CPAS : une évolution nécessaire...
En quelques années, les CPAS ont vu leur contexte législatif, institutionnel et sociétal fortement évoluer. L’urgence est maintenant à la stabilisation. De façon à préserver, et surtout renforcer le cœur de métier de ces institutions, son personnel… Et les personnes aidées.
Augmentation permanente des bénéficiaires du revenu d’intégration (RI) et des personnes qui viennent chercher au CPAS « un complément ». Diversification des publics, avec une hausse notamment du nombre d’étudiants, de travailleurs aux revenus modestes, de personnes en situation de monoparentalité et/ou d’origine étrangère. Priorisation à la mise à l’emploi des publics fragilisés. Pression sur les travailleurs sociaux, dont le nombre reste constant depuis dix ans alors que le nombre de dossiers n’a cessé d’augmenté. Amplification des contraintes administratives et budgétaires. Inflation des réglementations. Accentuation de la logique de contrôle et de contractualisation. Voici devenu, en très résumé et de façon incomplète, le contexte dans lequel les CPAS doivent aujourd’hui travailler. C’est en tout cas, peut-être avec une dose d’amplification due au ressenti des travailleurs, ce que rapporte le terrain. La sonnette d’alarme que les travailleurs sociaux tirent, au même titre que les dirigeants des CPAS.

Données fournies —
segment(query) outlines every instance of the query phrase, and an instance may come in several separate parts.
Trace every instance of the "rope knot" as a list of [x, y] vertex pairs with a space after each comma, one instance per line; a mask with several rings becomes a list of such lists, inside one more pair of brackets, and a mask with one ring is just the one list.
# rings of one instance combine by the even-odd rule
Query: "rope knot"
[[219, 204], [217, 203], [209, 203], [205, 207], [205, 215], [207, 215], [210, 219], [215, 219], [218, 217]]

Consigne —
Poursuivez le texte sur les CPAS à partir de sa dernière phrase. Les lignes n'ont aucun lien avec le texte sur les CPAS.

Réponse attendue —
Alors, que faire ? Il n’y a pas de solution « clé sur porte » ni de recette magique. Une (véritable) prise de conscience des mandataires locaux, récemment élus, et des décideurs politiques, en passent de l’être au niveau régional en suite des prochaines élections, serait déjà un bon premier pas.
Une dotation complémentaire du Fonds spécial de l’aide sociale doit être réfléchie, pour porter au strict minimum l’intervention régionale en faveur des CPAS ; celle-ci pourrait être calculée sur base objective, au prorata de l’augmentation de la charge de travail des CPAS et en fonction de l’évolution du nombre de bénéficiaires du RI.
Il est devenu indispensable de stabiliser les CPAS dans leurs missions, leur fonctionnement et leur positionnement institutionnel. Un « temps d’arrêt » s’avère en effet essentiel pour digérer les diverses évolutions intervenues ces derniers mois, dans la Loi organique qui régit nos institutions et pour mettre en œuvre les synergies encouragées entre communes et CPAS pour les services de support. Sans aller plus loin !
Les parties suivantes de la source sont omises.